-------- The data

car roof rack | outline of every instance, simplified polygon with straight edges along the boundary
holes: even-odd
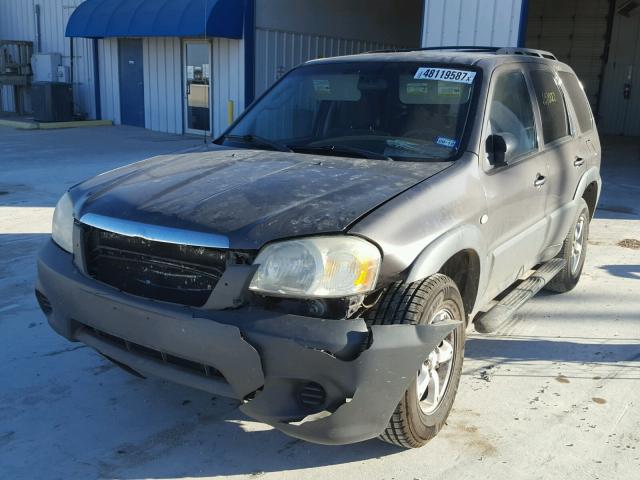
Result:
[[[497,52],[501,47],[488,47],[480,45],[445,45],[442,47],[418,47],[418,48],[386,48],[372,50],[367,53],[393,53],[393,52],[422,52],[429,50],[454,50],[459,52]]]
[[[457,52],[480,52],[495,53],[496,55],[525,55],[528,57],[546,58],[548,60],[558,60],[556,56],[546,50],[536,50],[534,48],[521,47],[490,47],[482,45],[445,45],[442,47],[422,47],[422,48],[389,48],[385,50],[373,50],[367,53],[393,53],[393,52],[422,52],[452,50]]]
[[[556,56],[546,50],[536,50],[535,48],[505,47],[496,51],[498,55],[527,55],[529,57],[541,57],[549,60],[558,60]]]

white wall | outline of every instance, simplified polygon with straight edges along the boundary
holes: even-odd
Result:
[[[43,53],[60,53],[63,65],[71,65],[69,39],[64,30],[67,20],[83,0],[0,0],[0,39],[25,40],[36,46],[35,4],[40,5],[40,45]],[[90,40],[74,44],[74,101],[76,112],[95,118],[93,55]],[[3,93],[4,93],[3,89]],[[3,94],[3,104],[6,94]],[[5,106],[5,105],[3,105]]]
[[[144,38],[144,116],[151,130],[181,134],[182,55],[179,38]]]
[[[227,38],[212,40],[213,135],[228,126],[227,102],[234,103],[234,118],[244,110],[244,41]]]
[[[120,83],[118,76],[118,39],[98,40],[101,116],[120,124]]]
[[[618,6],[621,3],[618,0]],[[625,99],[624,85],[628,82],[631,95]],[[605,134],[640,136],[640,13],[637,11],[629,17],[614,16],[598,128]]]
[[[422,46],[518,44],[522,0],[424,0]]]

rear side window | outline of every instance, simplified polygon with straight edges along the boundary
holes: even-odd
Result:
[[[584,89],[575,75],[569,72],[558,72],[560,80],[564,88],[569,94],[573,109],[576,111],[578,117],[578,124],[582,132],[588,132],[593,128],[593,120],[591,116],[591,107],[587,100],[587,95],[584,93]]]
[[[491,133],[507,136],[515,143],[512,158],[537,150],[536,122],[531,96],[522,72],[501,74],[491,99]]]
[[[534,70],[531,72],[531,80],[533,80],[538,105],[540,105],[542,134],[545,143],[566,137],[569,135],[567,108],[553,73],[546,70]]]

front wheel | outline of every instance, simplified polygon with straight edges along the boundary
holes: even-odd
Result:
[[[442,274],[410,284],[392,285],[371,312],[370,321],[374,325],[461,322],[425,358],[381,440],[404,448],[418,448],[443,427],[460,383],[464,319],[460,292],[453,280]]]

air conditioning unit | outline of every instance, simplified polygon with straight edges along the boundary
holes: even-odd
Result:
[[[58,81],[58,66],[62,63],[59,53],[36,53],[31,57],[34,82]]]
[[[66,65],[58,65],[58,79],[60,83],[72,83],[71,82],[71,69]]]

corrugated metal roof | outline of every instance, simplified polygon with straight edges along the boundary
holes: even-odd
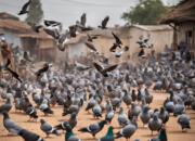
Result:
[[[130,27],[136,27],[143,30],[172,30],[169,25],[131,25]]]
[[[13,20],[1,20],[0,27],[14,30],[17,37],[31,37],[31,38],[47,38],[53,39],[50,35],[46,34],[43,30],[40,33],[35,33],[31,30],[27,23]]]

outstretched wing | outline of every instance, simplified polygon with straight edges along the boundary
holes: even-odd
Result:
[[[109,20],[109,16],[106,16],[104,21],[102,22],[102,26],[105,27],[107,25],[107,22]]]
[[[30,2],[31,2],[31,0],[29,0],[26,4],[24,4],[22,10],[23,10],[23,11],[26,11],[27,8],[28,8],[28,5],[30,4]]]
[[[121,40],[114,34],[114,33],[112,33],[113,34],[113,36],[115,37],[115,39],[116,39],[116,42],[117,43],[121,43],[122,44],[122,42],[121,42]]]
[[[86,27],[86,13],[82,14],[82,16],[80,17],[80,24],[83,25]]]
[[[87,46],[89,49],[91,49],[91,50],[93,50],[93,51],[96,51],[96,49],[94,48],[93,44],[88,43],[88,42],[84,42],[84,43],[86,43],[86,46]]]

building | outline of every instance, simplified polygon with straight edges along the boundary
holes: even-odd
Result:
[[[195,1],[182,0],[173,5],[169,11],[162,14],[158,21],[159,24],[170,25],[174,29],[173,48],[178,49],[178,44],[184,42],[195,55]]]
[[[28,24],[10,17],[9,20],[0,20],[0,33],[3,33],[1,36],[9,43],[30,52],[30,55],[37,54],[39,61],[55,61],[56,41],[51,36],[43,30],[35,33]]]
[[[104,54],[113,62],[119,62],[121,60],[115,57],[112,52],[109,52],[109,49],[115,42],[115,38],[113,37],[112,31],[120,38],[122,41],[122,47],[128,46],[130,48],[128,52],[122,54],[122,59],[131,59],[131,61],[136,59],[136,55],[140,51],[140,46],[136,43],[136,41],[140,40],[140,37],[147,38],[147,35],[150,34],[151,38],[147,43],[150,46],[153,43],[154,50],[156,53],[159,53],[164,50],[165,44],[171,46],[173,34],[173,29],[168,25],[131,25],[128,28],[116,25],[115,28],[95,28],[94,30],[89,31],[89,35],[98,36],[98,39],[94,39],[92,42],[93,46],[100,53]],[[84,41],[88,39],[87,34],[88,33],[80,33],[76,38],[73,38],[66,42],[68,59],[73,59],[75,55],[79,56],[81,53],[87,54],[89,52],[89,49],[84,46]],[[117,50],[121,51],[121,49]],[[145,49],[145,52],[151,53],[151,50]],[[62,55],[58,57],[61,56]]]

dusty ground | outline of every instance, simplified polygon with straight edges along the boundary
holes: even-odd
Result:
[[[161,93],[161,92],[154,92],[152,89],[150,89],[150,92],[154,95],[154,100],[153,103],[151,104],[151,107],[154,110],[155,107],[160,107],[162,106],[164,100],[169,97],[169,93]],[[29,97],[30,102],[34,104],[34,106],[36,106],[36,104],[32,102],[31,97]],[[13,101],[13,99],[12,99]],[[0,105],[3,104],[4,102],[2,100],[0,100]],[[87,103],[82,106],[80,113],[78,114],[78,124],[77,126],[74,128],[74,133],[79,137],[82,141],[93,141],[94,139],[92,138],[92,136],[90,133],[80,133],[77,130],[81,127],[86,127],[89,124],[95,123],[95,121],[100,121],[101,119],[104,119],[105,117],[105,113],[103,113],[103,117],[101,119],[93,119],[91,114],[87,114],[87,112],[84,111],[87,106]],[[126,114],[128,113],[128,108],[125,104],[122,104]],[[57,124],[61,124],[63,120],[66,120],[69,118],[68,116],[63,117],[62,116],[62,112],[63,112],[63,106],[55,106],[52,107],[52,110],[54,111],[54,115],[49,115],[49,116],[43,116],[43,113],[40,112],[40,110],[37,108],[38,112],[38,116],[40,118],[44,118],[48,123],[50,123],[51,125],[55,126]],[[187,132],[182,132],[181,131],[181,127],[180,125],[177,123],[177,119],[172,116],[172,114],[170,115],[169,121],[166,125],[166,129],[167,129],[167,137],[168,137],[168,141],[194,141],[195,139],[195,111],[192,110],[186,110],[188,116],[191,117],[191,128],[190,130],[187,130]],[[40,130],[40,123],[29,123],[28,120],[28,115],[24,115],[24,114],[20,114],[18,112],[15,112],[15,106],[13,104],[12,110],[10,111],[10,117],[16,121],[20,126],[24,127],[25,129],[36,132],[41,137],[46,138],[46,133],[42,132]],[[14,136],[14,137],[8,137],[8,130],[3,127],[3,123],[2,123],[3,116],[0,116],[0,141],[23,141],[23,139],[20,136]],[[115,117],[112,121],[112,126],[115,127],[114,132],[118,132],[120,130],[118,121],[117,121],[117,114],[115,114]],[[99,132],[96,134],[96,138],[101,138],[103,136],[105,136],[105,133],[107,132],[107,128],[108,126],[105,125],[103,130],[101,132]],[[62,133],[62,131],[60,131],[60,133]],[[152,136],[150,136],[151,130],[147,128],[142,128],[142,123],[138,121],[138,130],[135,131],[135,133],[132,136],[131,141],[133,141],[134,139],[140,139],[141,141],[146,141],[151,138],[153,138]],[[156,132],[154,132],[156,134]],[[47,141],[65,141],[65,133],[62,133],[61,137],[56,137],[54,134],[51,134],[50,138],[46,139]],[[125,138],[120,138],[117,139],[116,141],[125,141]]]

----------------
-------- The data

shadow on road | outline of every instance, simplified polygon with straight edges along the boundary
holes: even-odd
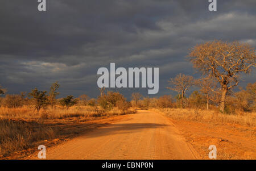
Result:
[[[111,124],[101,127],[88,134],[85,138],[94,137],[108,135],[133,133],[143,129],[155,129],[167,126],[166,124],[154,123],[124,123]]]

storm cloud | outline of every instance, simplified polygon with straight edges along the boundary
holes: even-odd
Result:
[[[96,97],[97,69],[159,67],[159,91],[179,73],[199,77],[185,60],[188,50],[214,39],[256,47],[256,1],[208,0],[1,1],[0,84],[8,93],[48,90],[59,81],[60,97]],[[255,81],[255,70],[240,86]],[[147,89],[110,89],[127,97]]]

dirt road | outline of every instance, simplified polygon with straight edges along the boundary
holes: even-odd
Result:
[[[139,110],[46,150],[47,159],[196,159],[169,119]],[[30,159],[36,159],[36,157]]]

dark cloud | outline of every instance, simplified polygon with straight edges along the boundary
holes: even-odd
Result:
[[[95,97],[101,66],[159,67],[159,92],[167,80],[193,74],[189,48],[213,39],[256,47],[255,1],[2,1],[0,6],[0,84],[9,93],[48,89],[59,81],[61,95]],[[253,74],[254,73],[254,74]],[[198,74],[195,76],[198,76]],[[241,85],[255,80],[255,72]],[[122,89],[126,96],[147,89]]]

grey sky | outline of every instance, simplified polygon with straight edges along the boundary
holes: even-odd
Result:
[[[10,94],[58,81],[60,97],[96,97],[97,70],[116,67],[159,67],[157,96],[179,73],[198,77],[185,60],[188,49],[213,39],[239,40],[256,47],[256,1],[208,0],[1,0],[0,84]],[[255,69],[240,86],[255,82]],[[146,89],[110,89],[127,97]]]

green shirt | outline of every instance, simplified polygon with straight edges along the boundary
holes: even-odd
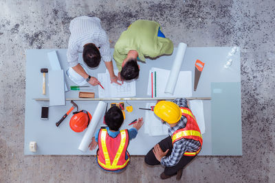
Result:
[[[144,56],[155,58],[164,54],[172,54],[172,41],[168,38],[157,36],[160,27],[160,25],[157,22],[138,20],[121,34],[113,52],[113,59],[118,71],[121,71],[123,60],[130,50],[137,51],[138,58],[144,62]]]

----------------

-- Written exercise --
Pick out each line of the records containing the word "road", and copy every such line in full.

-- The output --
shadow on road | outline of every instance, simplified polygon with straight edges along the boundary
dirt road | outline of every instance, simplified polygon with straight edges along the boundary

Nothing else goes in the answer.